> **Requirement 1**: According to the Lawrence Stark biography, where is Stark buried?
> **Requirement 2**: Say whether each statement agrees with the Lawrence Stark biography: (a) Stark chaired a biomedical engineering department at UC-Berkeley. (b) Stark's father trained as a chemical engineer at MIT. (c) Stark stayed at UC-Berkeley until he retired in 1994.
> **Requirement 3**: Copy out the Lawrence Stark biography from "Lawrence W. Stark" to "engineering to him.".

> **Quoted passage**:

----

= Lawrence Stark =

American neurologist

Lawrence W. Stark (February 21, 1926 – October 22, 2004) was an American neurologist and a recognized authority in the use of engineering analysis to characterize neurological systems. He was a longtime professor of physiological optics and engineering at the University of California, Berkeley.
Stark was born to a Jewish family in Brooklyn, New York. His father Edward Stark was a chemical engineer trained at Massachusetts Institute of Technology, and Lawrence credited his early interest in engineering to him.

==Career==
Stark graduated from Columbia University in 1945 with majors in English, biology, and zoology. He received his M.D. in 1948 from Albany Medical College. He worked at Oxford and Yale and as a doctor in the U.S. Navy during the Korean War. From 1960 to 1965, he was head of the neurology section in the Center for Communication Sciences at MIT. In 1965, he became chairman of the biomedical engineering department at the University of Illinois-Chicago. In 1968, he went to UC-Berkeley, where he remained until his retirement in 1994.
An occasional conference on Vision and Movement in Man and Machine is held, and they are nicknamed Starkfest, according to conference organizer John Semmlow of Rutgers University, who was one of Stark's students at both UIC and Berkeley. Stark was a Guggenheim Fellow in 1968.

==Scientific contributions==
Dr. Stark was best known for his research on the control of eye movements. He pioneered the application of Control Theory to neurological systems with his study in the 1950s and 1960s of the pupillary light reflex. He later studied the saccade (fast discrete changes of gaze) and the accommodation of the eye's focus.

He trained many Ph.D. students, primarily in the fields of bioengineering and physiological optics (better known as visual neuroscience). He advised David Reinkensmeyer at Berkeley.

==Personal life==
Stark was the brother of civil rights activist Matthew Stark. Stark was married and divorced twice and had three daughters. He died in Berkeley in 2004 and is buried in Dutch Flat, California.

----

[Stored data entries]

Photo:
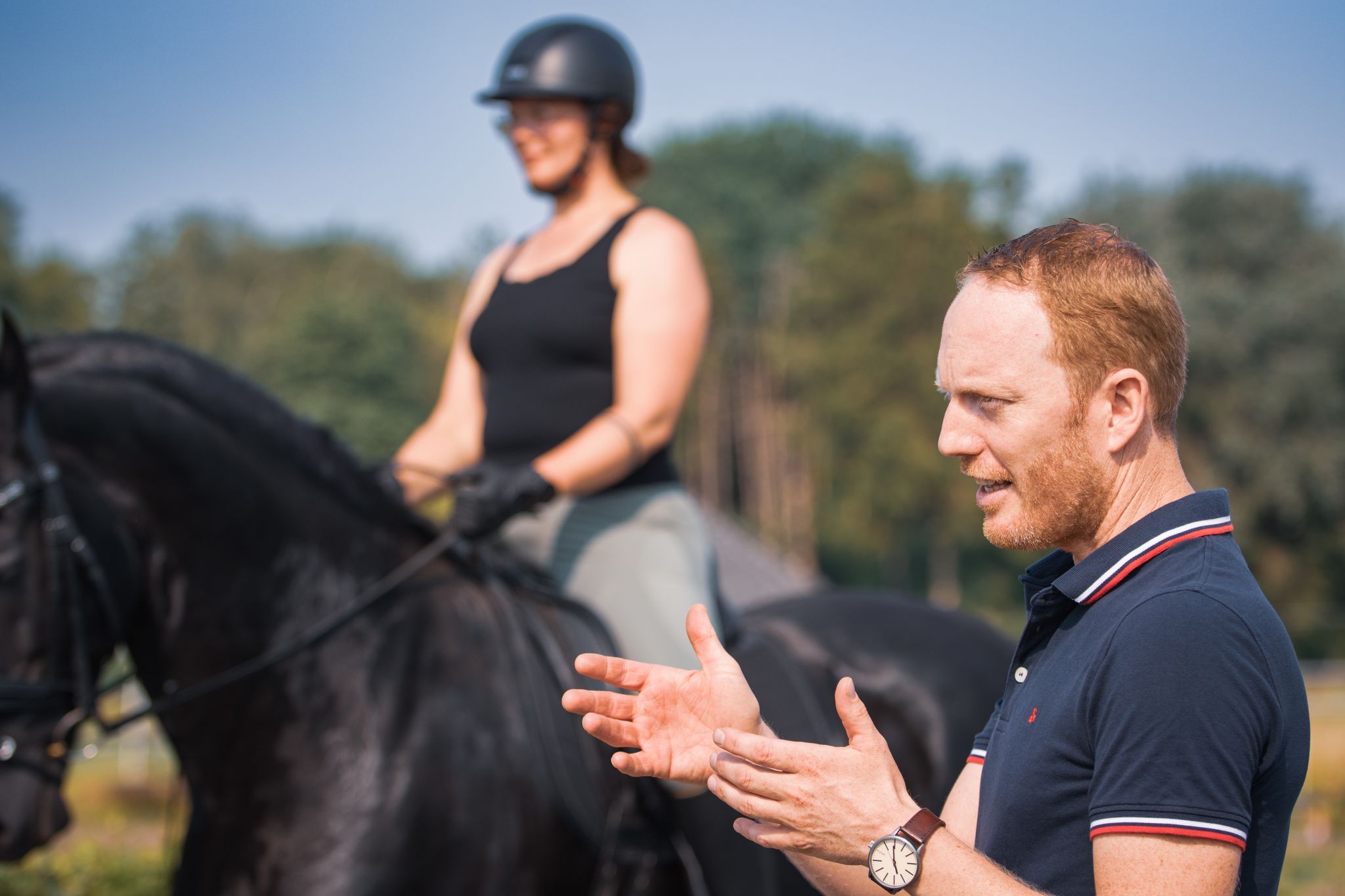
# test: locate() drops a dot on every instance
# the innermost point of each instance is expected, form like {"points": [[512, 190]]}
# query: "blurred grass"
{"points": [[127, 828]]}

----

> **Expected output 1**: Dutch Flat, California.

> **Expected output 2**:
(a) No: "In 1965, he became chairman of the biomedical engineering department at the University of Illinois-Chicago."
(b) Yes: "His father Edward Stark was a chemical engineer trained at Massachusetts Institute of Technology"
(c) Yes: "In 1968, he went to UC-Berkeley, where he remained until his retirement in 1994."

> **Expected output 3**:
Lawrence W. Stark (February 21, 1926 – October 22, 2004) was an American neurologist and a recognized authority in the use of engineering analysis to characterize neurological systems. He was a longtime professor of physiological optics and engineering at the University of California, Berkeley.
Stark was born to a Jewish family in Brooklyn, New York. His father Edward Stark was a chemical engineer trained at Massachusetts Institute of Technology, and Lawrence credited his early interest in engineering to him.